===== Extract provided

So somebody tweeted about the Seagate Mach.2, a harddisk with two independent heads “combs”, and I commented in german: “It’s two drives in one chassis, even shown as two drives. And it still is rotating rust, so slow with seeks. Linear IO will be fine.”

That quickly devolved in a discussion of RAID-0 on a single disk drive: “RAID-0 on a single physical drive. Yeah, you can do that if you do not need your data.”

And that is true, I replied: “Most people need their data a lot less than they think they do.”

Let’s unroll that thread and the various followups in english for this blog.

n=3 or n=1

So, most people actually need their data a lot less than they think they do. That is, because most database-like applications do their redundancy themselves, at the application level, so that RAID or storage replication in distributed storage (the “n-factor”, for the number of replicas that distributed stores for each block) is not only useless, but actively undesirable.

Where I work, there is the data track, and there are customers of the data track.

Non-Databases are stateless

Customers of the data track have stateless applications, because they have outsourced all their state management to the various products and services of the data track. They are deploying their applications, and they largely do not care about the content of hard disks, or even entire machines. Usually their instances are nuked on rollout, or after 30 days, whichever comes first, and replaced with fresh instances.

Customers of the data track care about placement:

Place my instances as distributed as possible, no two instances on the same host, if possible, not in the same rack or even the same stack

(A stack is a network unit of 32-48 racks) This property is called “anti-affinity”, the spread-out placement of instances.

Database-like systems

The data track has things such as Kafka, Elastic, Cassandra or MySQL, and a few snowflakes.

==========
===== Supplied information

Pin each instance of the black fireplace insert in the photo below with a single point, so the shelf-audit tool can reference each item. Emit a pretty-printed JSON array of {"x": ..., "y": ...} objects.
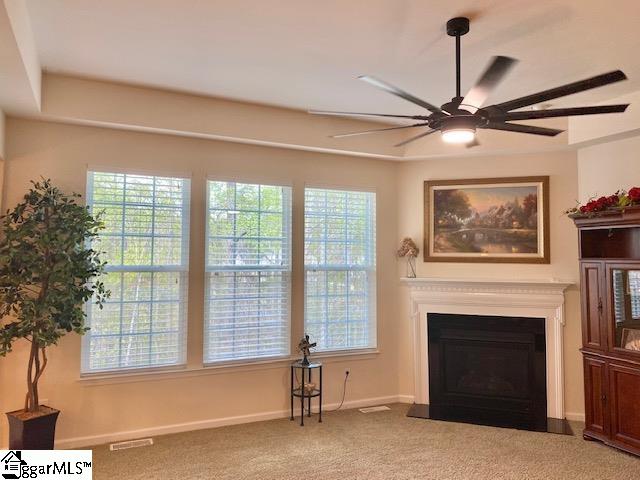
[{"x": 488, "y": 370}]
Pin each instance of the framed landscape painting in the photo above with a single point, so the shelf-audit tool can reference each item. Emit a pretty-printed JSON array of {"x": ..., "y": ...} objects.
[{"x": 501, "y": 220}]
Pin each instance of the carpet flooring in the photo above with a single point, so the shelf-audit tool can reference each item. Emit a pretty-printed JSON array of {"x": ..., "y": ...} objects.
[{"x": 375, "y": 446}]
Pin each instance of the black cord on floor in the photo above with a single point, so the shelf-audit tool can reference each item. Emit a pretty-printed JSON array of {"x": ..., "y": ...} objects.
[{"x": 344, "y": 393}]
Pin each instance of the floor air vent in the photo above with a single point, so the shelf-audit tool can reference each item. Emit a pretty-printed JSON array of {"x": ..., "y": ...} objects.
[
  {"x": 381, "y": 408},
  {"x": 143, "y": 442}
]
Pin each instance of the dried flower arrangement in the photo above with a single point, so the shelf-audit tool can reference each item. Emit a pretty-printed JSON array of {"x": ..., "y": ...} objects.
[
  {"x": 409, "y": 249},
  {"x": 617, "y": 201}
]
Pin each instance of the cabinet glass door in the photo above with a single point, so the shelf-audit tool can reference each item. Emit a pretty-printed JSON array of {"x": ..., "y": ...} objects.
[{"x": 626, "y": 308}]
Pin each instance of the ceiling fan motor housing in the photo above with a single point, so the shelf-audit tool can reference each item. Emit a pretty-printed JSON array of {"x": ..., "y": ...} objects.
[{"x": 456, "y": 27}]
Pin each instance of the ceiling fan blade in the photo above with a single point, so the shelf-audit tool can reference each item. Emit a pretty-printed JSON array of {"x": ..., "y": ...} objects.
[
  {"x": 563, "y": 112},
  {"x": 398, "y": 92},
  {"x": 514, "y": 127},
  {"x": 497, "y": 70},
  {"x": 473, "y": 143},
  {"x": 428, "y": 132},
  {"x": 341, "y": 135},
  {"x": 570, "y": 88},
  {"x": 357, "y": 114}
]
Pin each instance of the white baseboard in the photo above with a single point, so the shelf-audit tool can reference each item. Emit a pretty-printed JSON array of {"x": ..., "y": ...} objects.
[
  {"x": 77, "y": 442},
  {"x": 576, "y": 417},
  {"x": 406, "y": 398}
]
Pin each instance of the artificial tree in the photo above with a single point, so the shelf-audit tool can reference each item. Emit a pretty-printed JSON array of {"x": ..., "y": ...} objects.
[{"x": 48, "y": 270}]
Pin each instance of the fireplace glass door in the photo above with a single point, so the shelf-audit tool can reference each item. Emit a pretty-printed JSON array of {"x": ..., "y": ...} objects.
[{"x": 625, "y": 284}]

==========
===== Supplied information

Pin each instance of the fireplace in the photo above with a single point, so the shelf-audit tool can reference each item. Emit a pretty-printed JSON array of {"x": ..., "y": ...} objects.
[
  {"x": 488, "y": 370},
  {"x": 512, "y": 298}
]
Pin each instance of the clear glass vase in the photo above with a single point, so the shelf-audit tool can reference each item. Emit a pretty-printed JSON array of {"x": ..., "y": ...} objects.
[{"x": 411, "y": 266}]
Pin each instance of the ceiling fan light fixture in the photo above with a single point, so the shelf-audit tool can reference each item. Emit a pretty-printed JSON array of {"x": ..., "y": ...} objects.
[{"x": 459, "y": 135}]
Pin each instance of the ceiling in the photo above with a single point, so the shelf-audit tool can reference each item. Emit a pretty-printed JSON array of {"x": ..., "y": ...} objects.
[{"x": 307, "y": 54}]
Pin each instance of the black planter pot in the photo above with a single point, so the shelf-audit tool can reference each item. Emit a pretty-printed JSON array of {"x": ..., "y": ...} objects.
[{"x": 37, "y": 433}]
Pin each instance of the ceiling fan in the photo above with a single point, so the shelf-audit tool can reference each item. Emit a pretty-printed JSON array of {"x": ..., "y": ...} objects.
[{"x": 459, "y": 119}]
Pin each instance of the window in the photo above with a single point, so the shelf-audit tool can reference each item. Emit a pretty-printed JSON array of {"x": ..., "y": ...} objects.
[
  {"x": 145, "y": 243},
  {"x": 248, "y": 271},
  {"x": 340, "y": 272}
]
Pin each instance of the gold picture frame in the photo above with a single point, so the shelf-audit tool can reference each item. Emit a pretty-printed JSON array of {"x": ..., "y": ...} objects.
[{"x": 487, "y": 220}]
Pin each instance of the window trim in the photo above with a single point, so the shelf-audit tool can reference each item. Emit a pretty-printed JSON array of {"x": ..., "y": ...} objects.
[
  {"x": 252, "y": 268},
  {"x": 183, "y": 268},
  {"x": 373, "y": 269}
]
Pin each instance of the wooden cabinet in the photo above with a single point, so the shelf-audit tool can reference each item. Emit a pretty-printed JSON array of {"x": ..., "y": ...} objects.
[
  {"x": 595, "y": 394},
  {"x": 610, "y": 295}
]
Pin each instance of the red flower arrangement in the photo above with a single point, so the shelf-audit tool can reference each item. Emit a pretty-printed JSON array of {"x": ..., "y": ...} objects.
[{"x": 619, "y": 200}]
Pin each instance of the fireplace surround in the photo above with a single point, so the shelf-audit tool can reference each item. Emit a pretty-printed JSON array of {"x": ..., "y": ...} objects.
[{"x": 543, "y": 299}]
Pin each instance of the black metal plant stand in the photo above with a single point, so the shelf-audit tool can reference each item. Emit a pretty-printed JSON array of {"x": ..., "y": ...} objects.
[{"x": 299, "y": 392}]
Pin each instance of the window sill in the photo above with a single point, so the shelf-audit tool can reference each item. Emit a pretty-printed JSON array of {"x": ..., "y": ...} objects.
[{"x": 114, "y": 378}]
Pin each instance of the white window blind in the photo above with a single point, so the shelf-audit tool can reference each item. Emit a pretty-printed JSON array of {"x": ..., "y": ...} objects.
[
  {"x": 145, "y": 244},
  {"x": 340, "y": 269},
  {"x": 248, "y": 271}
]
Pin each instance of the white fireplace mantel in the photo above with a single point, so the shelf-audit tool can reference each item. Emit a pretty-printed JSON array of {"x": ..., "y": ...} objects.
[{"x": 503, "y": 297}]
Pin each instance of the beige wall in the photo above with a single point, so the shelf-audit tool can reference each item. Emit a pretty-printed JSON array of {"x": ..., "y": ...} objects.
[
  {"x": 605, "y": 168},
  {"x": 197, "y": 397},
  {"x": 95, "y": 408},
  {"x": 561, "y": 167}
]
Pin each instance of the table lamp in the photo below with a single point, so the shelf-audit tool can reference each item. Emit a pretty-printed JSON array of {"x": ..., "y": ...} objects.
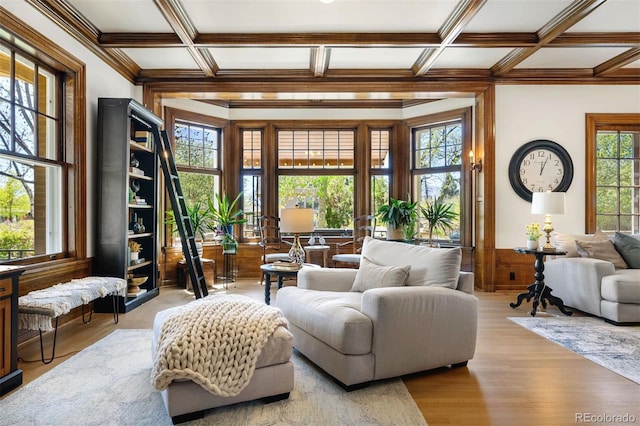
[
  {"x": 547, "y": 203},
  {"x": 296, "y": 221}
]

==========
===== Supplied information

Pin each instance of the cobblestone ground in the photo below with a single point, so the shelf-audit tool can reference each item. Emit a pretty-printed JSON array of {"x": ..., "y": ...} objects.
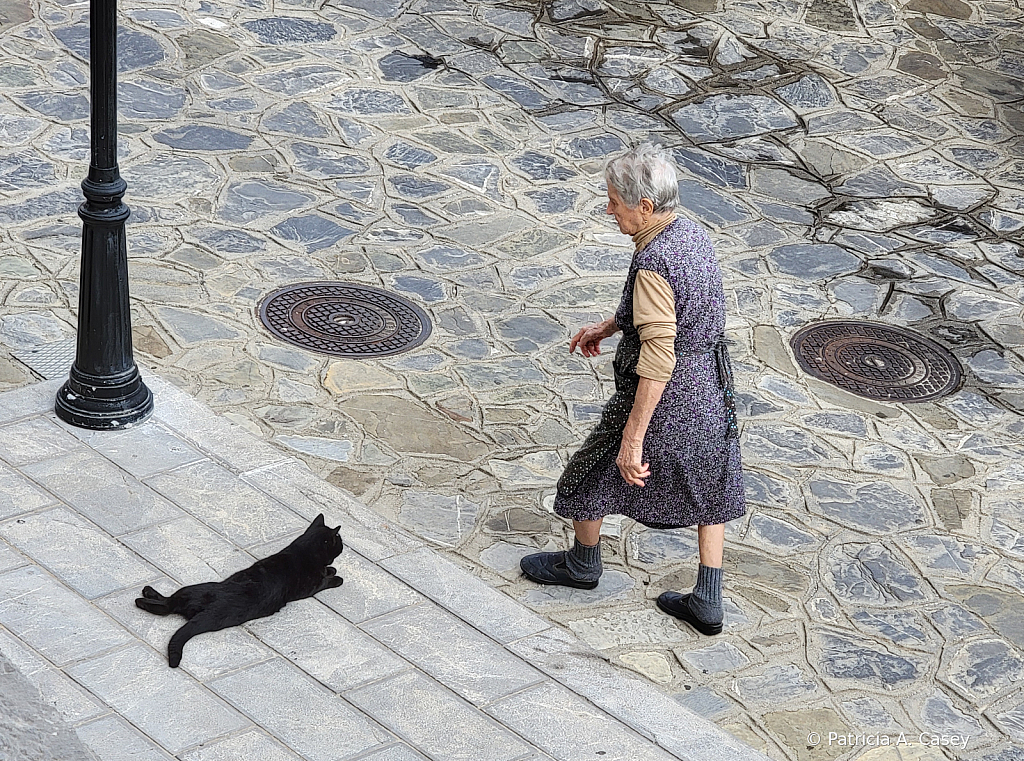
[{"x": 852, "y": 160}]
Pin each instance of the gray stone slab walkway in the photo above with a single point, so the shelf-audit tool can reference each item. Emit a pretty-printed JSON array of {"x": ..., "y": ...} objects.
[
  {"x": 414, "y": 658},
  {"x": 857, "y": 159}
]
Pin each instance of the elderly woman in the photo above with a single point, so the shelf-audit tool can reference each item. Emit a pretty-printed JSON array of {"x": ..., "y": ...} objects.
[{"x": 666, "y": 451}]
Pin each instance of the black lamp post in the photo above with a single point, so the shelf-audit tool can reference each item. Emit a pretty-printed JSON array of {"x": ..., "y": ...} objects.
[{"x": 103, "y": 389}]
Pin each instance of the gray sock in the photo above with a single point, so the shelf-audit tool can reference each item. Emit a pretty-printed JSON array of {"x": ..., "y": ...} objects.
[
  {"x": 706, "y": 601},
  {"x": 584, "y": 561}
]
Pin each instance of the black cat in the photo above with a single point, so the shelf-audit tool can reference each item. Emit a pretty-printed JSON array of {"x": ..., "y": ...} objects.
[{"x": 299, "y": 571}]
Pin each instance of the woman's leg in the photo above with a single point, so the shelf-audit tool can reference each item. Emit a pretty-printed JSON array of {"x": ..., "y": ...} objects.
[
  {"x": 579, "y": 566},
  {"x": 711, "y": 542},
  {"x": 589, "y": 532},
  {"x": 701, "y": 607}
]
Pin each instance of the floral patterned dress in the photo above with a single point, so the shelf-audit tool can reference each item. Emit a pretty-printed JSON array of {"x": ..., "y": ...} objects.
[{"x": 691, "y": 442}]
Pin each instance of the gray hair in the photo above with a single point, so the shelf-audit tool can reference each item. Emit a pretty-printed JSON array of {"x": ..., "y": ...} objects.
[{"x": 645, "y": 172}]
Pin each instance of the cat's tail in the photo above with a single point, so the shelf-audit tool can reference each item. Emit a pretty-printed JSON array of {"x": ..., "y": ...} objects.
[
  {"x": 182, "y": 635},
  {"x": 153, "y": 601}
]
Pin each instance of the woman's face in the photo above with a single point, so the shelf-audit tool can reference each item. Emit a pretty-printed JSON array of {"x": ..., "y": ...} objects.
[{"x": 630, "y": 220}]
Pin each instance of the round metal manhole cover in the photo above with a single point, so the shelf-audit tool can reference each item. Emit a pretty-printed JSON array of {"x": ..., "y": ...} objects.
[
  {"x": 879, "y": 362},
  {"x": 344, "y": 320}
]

==========

Problem to solve: Write the next part of the blog post on RAID and data redundancy, beginning right after its final sentence.

Expected output:
All of these services are doing their own redundancy: individual drives, or even instances, are not a thing they care a lot about. Loss of hosts or racks is factored in.

They care a lot about anti-affine placement, because they care a lot about fault isolation through “not sharing common infrastructure” between instances.

Often these services do create instances for read capacity, and getting fault tolerance by having the instances not sharing infrastructure is a welcome secondary effect.

Adding distributed storage forces n=3

Now, if you switch from local storage to distributed storage, you very often get redundant storage. For transactional workloads this is often a RAID-1 with three copies (n=3). Most customers of them don’t actually need that: Because they create capacity for read scaleout, they only care about independence of failures, not avoiding them. So again, what they want is anti-affine placement, for example by propagating tags down the stack.

So imagine a lot of MySQL databases, for example on Openstack. The volumes of each replication chain are tagged with the replication chain name, like chain=<x>. If we could tell the storage to place all volumes with identical chain tag values on different physical drives, ideally on different storage nodes in different racks, storing data with n=1 would be just fine.

Cassandra, Elastic and Kafka could work with the same mechanism, because they, too, have native solutions to provide redunancy on JBODs at the application level.

But this kind of distributed storage does not exist, and that leads to triplicate storage when it is not needed.

How about local storage?

“But, Kris! Local Storage!”

Yes, local storage would be a solution. I know that, because when running on autoprovisioned bare metal, it does work, and we currently have that.

But most Openstack operators do want live migration, so even ephemeral storage is often ceph’ed. That’s a… complication I could do without.

In an earlier life Quobyte did work fine for volumes and ephemeral storage, except that with guests that contained large memcached’s or MySQL live migrations still failed often.

That’s not because of Quobyte, but because of memory churn: The memory of the VM in busy instances changed faster than the live migration could move it to the target host. We then had to throttle the instances, breaking all SLA’s.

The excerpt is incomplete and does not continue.